-- Input records --
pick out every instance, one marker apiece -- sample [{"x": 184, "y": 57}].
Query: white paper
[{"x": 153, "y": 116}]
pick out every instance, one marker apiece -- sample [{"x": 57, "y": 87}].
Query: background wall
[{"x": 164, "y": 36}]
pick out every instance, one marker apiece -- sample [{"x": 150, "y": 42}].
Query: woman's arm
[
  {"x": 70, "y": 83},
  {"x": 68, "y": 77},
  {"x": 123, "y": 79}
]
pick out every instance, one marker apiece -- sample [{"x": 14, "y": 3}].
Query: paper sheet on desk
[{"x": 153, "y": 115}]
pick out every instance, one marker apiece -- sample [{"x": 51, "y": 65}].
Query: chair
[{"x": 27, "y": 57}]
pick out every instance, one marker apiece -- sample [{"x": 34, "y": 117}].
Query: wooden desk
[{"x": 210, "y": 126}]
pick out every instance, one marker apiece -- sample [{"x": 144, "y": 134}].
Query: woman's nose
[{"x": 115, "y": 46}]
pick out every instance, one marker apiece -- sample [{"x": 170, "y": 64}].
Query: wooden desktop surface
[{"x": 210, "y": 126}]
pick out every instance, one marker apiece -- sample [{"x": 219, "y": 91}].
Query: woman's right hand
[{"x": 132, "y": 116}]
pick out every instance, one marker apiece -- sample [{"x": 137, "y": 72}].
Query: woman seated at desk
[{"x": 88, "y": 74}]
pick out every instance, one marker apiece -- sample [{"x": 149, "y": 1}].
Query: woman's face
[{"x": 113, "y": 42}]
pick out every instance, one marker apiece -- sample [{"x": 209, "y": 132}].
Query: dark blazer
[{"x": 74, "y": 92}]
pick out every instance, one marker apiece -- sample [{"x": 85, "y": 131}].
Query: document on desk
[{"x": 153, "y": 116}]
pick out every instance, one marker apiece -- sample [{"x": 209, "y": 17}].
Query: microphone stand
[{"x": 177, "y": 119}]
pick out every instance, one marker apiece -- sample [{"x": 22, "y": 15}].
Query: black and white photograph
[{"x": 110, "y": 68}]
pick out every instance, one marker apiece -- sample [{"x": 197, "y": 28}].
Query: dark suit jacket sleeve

-- Instructions to follow --
Give the records again, exactly as they appear.

-- Task output --
pick out every instance, one marker apiece -- sample [{"x": 184, "y": 57}].
Query: white paper
[{"x": 153, "y": 116}]
pick out every instance, one marker apiece -- sample [{"x": 57, "y": 87}].
Query: background wall
[{"x": 164, "y": 36}]
pick out every instance, one marker apiece -- sample [{"x": 150, "y": 42}].
Query: woman's arm
[
  {"x": 70, "y": 83},
  {"x": 68, "y": 77},
  {"x": 123, "y": 79}
]
pick out every instance, one marker apiece -- sample [{"x": 14, "y": 3}].
Query: paper sheet on desk
[{"x": 153, "y": 115}]
pick out every instance, one marker apiece -- sample [{"x": 51, "y": 65}].
Query: chair
[{"x": 27, "y": 57}]
pick out every instance, one marker apiece -- sample [{"x": 34, "y": 117}].
Query: wooden desk
[{"x": 210, "y": 126}]
pick out every instance, one marker apiece -- sample [{"x": 144, "y": 134}].
Query: woman's nose
[{"x": 115, "y": 46}]
pick out every instance, one marker apiece -- sample [{"x": 170, "y": 64}].
Query: wooden desktop surface
[{"x": 210, "y": 126}]
pick out every instance, one marker apiece -- sample [{"x": 219, "y": 91}].
Query: woman's right hand
[{"x": 132, "y": 116}]
pick out every instance, one marker apiece -- sample [{"x": 137, "y": 72}].
Query: woman seated at desk
[{"x": 88, "y": 74}]
pick out every instance, one marker apiece -- sample [{"x": 149, "y": 1}].
Query: woman's face
[{"x": 113, "y": 42}]
pick out every instance, one marker apiece -- sample [{"x": 209, "y": 132}].
Query: dark blazer
[{"x": 74, "y": 92}]
pick out every instance, one marker apiece -- sample [{"x": 85, "y": 131}].
Query: document on desk
[{"x": 153, "y": 116}]
pick out every instance, one marker apiece -- sample [{"x": 209, "y": 17}].
Query: microphone stand
[{"x": 177, "y": 119}]
pick out every instance, one marker apiece -- sample [{"x": 22, "y": 15}].
Query: black and white photograph
[{"x": 110, "y": 68}]
pick out every instance, one marker apiece -- sample [{"x": 197, "y": 28}].
Query: dark suit jacket sleeve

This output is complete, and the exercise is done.